Rescale the items from the line that has "[outline] seated person in dark" through the end of the items. Write out every line again, requests included, with each vertex coordinate in the answers multiplied by 0.65 and rounded to a whole number (halves round up), and give only those lines.

:::

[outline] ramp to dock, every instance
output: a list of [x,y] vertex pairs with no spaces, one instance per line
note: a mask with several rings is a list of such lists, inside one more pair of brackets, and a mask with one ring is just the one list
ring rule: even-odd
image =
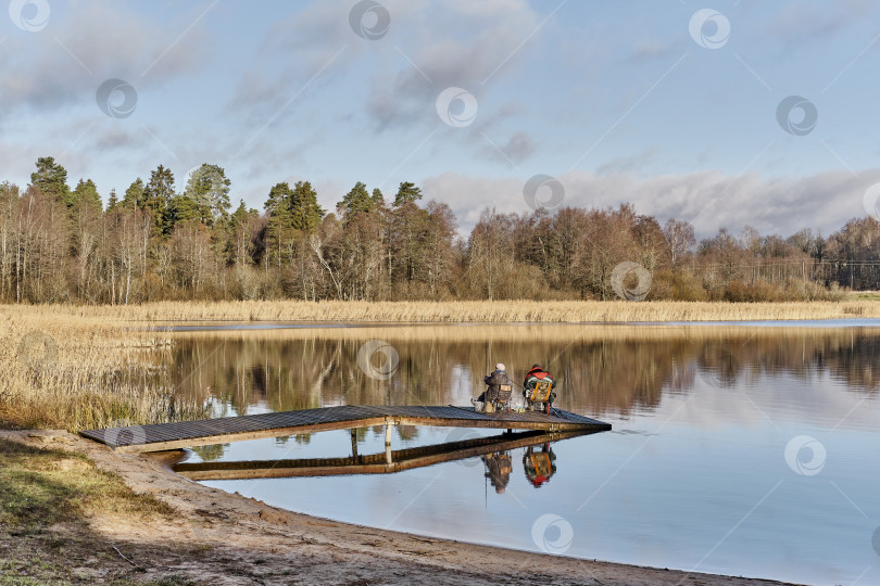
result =
[[551,415],[538,411],[481,413],[473,407],[348,405],[108,428],[81,431],[79,434],[106,444],[116,451],[146,453],[370,425],[492,428],[543,432],[611,430],[608,423],[561,409],[553,409]]

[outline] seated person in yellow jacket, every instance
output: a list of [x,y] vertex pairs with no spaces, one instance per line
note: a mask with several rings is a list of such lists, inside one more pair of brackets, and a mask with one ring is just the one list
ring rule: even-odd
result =
[[532,365],[531,370],[526,373],[526,380],[523,382],[523,395],[525,397],[530,397],[531,392],[535,391],[535,385],[538,384],[539,381],[550,381],[550,397],[548,397],[548,403],[553,404],[556,400],[556,393],[553,392],[553,388],[556,387],[556,379],[550,375],[550,372],[541,368],[541,365]]

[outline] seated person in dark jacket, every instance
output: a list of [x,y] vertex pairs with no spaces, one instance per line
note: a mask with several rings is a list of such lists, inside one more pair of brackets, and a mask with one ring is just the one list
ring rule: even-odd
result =
[[[525,382],[523,382],[523,395],[530,397],[535,385],[538,384],[539,381],[549,381],[551,390],[556,387],[556,380],[550,375],[550,372],[541,368],[541,365],[532,365],[531,370],[526,373]],[[552,405],[554,400],[556,400],[556,393],[551,391],[548,403]]]
[[513,381],[507,375],[507,371],[504,369],[504,365],[499,362],[495,365],[495,371],[489,374],[483,379],[489,388],[487,388],[482,395],[477,399],[481,403],[491,403],[498,398],[499,391],[501,391],[502,384],[513,384]]

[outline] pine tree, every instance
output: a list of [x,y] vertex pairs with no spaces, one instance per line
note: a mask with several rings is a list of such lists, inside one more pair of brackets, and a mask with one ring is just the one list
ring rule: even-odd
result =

:::

» **RESULT OF THE TASK**
[outline] seated person in dark jacket, every instance
output: a list of [x,y] vertex pairs with no spaces, one instance per line
note: a mask with several rings is a list of such lists, inside one more pair of brackets, and a mask with one ring is just the one list
ring rule: even-odd
result =
[[[341,248],[340,248],[340,257],[345,258],[348,250],[350,250],[350,248],[357,248],[358,254],[361,252],[361,247],[358,244],[358,242],[352,239],[352,237],[346,237],[345,241],[342,242]],[[359,263],[360,260],[361,260],[361,255],[358,254],[356,262]]]
[[333,248],[330,244],[330,241],[328,240],[328,237],[324,235],[322,237],[322,241],[318,243],[314,246],[318,252],[317,252],[313,257],[310,259],[313,262],[319,262],[324,259],[324,254],[326,254],[326,250],[333,250]]

[outline] pine tree, every instance
output: a list of [x,y] vertex pairs with no spaces, one instance per line
note: a mask with several rings is a list of such lists, inside one more pair of brackets, and a mask with one ring is just the one list
ring rule: even-odd
result =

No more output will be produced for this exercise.